# Task statement
Extend the passage below about the damage to a house and what held, picking up after its final sentence.

The big screen TV tipped back against the wall and the six foot slate blackboard, weighing a hundred and fifty pounds, toppled over, crashed face down, missing the hefty coffee table by a mere inch.
The ceiling fans swung, chafing the plaster.
The pool lost 12,000 gallons of water, drenching the yard and pushing the patio furniture against the house. Planters toppled, shattered.
In the garage, the motorcycles tipped over, the riding jackets lay dumped onto the floor in a pile. And the shelving buckled, spilling fishing tackle, tools, cans of lubricants, wax, cleaning solvents.
And the drums fell.
And things like floorboards, videos, cans of paint, suitcases and books fell from their cubbies.
In the bedrooms, dressers tipped over, mirrors, photos in their frames shattered against the tiles.
In the office, the ancient LC Smith typewriter crashed from its perch above the bookcase and slammed into the desk.
In the office, the bookcases released their books, the shelves traveling ten inches from the wall. The file cabinet moved a foot to the left. The printer/fax machine slammed against the wall. The guitar on its stand toppled over. Rocks, postcards, small statues, fell from their places onto the hardwood.
The wine in the wine cabinets jilted from their positions, crashed onto the floor. We lost only one bottle of wine, a Narsai David, 2004, an auction item for which my wife paid a hundred and fifty dollars. We were "saving" it for the perfect occasion; it undoubtedly passed. The chandelier above the stand alone tub broke into a thousand pieces.
So much broken glass.
One dining table chair fell over.
Potted plants few into the wall, shattered.
So much violence done in twenty odd seconds.
The walls held, The ceiling and the floors, all held. The staircase held. The windows held. The large chandelier, constructed of cast iron and glass sconces, held. The second story did not fly apart, come crashing down and crushing us. The computer in the office held, and even the tiny statue of Buddha, about the size of peanut, stayed rooted in his spot on the computer's stand, guarding its fortune cookie fortune: "Allow yourself time - you will reach success." The bed in the master bedroom held, barely traveling away from the wall, and the clothes in the closet remained just where we placed them, tucked and folded in neat rows on the shelves. The patio awning held, the palm trees and rose trees, the birds of paradise, held. The chimneys, the fences, the facade's two decorate columns, all held. No new cracks in the driveway, no new cracks in the front walkway, no new cracks and crevices appeared in the patio. The gutters and downspouts remained in their fixed positions, and except for four decorative bricks along the lower outside walls, the facade held. These are things to be thankful for.

# Stored data
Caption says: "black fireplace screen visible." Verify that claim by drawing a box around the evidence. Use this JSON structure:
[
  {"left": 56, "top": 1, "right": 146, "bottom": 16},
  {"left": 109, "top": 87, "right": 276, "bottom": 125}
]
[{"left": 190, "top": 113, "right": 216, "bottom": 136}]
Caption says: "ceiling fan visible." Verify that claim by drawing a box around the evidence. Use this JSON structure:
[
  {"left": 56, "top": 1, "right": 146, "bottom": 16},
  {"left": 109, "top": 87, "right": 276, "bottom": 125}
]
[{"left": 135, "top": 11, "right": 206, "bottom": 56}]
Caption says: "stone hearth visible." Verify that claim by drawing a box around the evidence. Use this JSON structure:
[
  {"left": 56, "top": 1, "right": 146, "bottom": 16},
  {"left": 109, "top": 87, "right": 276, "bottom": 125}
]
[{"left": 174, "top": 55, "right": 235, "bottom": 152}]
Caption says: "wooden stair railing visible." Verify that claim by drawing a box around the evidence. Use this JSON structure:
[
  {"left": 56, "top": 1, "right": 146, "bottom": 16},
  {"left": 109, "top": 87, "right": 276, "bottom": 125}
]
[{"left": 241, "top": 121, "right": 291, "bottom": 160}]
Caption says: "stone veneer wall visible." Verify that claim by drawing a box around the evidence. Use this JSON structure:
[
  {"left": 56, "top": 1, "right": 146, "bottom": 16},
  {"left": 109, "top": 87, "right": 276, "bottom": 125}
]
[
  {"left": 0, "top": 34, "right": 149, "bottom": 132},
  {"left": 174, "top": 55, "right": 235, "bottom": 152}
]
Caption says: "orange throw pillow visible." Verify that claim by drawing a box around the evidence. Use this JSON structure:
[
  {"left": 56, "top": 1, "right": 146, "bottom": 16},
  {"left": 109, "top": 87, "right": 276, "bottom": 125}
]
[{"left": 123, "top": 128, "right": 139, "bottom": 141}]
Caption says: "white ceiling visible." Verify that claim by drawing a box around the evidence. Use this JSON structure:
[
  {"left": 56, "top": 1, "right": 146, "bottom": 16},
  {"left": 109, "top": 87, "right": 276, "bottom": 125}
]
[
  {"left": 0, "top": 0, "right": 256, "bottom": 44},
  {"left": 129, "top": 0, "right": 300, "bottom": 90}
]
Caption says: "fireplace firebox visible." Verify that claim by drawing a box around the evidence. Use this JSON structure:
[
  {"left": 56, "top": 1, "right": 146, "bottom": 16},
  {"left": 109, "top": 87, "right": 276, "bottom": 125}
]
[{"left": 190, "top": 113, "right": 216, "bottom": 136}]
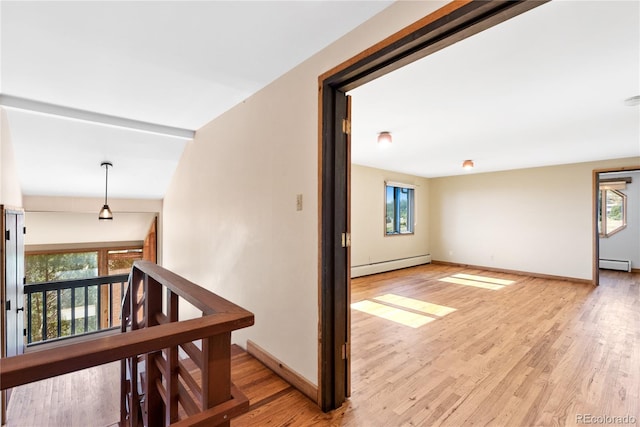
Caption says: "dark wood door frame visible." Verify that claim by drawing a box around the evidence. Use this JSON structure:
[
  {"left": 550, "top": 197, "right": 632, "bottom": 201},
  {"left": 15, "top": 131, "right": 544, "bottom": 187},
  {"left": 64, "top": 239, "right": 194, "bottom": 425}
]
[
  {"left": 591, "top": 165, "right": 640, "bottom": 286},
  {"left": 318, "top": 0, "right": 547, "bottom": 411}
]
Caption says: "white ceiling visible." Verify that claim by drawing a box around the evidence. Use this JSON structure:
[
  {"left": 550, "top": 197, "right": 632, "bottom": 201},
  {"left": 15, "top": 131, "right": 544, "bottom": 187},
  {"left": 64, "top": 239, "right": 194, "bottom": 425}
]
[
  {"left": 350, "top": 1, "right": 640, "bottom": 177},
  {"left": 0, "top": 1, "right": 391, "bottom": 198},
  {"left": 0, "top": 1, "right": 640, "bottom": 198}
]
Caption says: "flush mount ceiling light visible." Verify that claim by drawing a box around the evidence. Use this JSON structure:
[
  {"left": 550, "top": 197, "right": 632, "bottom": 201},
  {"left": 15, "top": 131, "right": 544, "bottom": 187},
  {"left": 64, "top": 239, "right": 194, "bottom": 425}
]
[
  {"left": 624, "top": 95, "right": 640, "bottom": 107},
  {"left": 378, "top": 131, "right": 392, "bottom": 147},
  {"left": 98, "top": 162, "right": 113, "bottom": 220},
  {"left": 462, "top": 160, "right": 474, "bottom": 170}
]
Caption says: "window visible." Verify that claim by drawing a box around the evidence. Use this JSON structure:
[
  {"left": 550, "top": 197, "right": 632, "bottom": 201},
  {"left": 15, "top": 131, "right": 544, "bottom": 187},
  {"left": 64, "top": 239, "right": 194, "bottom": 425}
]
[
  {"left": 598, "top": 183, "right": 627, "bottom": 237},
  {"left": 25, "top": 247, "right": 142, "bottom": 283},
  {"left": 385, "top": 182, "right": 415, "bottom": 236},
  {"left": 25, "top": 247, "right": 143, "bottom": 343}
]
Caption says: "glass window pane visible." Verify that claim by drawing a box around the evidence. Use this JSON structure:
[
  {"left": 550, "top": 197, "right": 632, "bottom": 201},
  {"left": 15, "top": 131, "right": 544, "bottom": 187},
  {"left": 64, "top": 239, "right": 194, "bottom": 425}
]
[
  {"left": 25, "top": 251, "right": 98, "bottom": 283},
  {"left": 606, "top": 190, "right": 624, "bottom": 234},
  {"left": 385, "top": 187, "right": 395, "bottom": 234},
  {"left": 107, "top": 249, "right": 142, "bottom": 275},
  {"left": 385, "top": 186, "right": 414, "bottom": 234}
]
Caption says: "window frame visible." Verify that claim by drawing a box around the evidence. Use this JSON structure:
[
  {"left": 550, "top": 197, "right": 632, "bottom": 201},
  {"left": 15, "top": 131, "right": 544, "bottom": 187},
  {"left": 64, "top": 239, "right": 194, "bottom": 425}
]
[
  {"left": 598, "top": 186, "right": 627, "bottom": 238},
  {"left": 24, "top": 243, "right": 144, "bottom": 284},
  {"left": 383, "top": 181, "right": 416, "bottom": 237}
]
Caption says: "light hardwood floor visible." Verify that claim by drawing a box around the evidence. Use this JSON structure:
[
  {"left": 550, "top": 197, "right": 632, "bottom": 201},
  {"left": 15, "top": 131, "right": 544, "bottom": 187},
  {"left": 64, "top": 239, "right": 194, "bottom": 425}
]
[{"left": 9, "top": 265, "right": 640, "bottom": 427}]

# Task output
Family is true wealth. My wife was unhurt. My newborn son slept through the violence, the shaking house, his screaming mother. One day we will tell him what he survived and the "courage" he displayed, asleep, dreaming, no doubt of his mother's milk. My stepson was unhurt. My two dogs, perhaps shocked and alarmed by the world shaking, bending, threatening to break apart, were unhurt, though as early earthquake detection warning devices they fell asleep on the job. I was unhurt. These are what I am most thankful for.
We lost power. The house alarm screamed. We lost phone service, both landline and phone. We lost water. Eighty water mains in the area ruptured. I shut off the power. I did not smell gas. James and Victoria across the street lost their statues of Christian saints. They lost their newly constructed pool. James knocked on our front door at 4:00 AM, concerned about us and especially the baby. "We are fine," I told him. "We're unhurt." He said he needed my help to upright the refrigerator and so I helped him. We managed to push up the five hundred pound beast. A wine bottle spilled out and rolled across the floor. His family was unhurt, his wife Victoria, chubby little Marcus with the lisp, and cute Abigail with her Coke-bottle glasses and their other grandchildren were all fine.
James and I checked on the neighbors. Lori, recently diagnosed with cancer, was fine, cheery as ever: "It's just stuff!" Mrs. Spielberg next door was concerned about gas. Her expensive chandelier, made of brass and glass, crashed onto her dining room table. She lost expensive mirrors, an expensive chair, expensive dishes and fine china. But she was fine. All the neighbors, bleary eyed, rattled, had lost things but their families were whole, sustaining just a few minor scrapes, minor scratches, no broken bones. Our love of family, community, concern for the welfare of our neighbors, remained intact.
As we continue to assess the damages in our homes and downtown, calculate our losses, we will surely replace planters and chandeliers, sculptures of Christian saints and expensive dishes, but what we can never replace, or eradicate, is the memory of that early morning, when the overwhelming sensation of powerlessness swept through us like a tidal wave.
Downtown, with its many broken buildings, will recover, and the wine industry, having lost its yields, will recover.
We will recover because we have good friends and decent families.
We will recover because that is who we are: Patient, Resilient, Possessed of indomitable will.
Because in the end, "It's just stuff."